START

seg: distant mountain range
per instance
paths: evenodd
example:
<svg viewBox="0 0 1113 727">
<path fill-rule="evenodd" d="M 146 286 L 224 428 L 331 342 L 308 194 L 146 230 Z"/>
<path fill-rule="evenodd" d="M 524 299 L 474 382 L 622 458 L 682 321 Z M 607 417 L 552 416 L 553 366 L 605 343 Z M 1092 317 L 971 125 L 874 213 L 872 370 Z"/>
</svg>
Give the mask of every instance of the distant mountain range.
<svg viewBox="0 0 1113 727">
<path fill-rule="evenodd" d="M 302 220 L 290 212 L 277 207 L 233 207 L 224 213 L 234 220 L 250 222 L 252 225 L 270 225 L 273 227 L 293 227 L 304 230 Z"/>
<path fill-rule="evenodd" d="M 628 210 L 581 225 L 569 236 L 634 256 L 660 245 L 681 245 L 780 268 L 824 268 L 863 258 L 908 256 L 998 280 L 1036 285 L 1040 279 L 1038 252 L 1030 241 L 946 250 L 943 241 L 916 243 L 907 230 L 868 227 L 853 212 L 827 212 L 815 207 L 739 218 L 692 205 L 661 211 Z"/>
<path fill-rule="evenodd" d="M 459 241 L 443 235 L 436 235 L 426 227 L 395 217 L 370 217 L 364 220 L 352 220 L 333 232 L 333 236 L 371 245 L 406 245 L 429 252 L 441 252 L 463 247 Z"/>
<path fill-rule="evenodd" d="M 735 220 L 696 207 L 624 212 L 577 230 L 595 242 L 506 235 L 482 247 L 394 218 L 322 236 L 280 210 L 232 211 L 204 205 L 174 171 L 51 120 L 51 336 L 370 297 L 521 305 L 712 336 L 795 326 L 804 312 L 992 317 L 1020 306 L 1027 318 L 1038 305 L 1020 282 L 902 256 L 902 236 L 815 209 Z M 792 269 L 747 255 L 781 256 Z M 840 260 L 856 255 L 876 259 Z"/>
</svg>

END

> SET EXERCISE:
Reproduce every row above, substituting "snow-covered ridge" for each occurrence of "distant mountain range" and changing nothing else.

> EXPECTED ANSWER:
seg: snow-covered ridge
per instance
paths: evenodd
example:
<svg viewBox="0 0 1113 727">
<path fill-rule="evenodd" d="M 146 286 L 224 428 L 331 342 L 308 194 L 146 230 Z"/>
<path fill-rule="evenodd" d="M 524 299 L 474 382 L 622 458 L 682 321 Z M 607 417 L 552 416 L 553 366 L 605 343 Z M 1092 317 L 971 125 L 874 213 L 872 370 Z"/>
</svg>
Give the mask of every instance of the snow-covered ridge.
<svg viewBox="0 0 1113 727">
<path fill-rule="evenodd" d="M 302 220 L 290 212 L 277 207 L 233 207 L 224 213 L 234 220 L 250 222 L 252 225 L 270 225 L 273 227 L 293 227 L 304 230 Z"/>
<path fill-rule="evenodd" d="M 628 210 L 581 225 L 569 236 L 634 256 L 660 245 L 681 245 L 780 268 L 824 268 L 863 258 L 908 256 L 998 280 L 1036 285 L 1040 279 L 1038 252 L 1030 241 L 946 250 L 943 241 L 916 243 L 907 230 L 868 227 L 853 212 L 827 212 L 815 207 L 739 218 L 692 205 L 661 211 Z"/>
<path fill-rule="evenodd" d="M 459 241 L 443 235 L 436 235 L 426 227 L 395 217 L 370 217 L 364 220 L 352 220 L 333 232 L 333 236 L 371 245 L 406 245 L 429 252 L 441 252 L 463 247 Z"/>
<path fill-rule="evenodd" d="M 735 220 L 696 207 L 624 212 L 577 230 L 595 242 L 506 235 L 482 247 L 394 218 L 322 236 L 280 210 L 232 211 L 204 205 L 174 171 L 51 120 L 51 336 L 370 297 L 521 305 L 712 336 L 795 326 L 804 312 L 992 317 L 1020 306 L 1027 318 L 1038 305 L 1020 282 L 902 256 L 902 236 L 815 209 Z M 792 269 L 747 255 L 781 256 Z M 840 260 L 856 255 L 876 259 Z"/>
</svg>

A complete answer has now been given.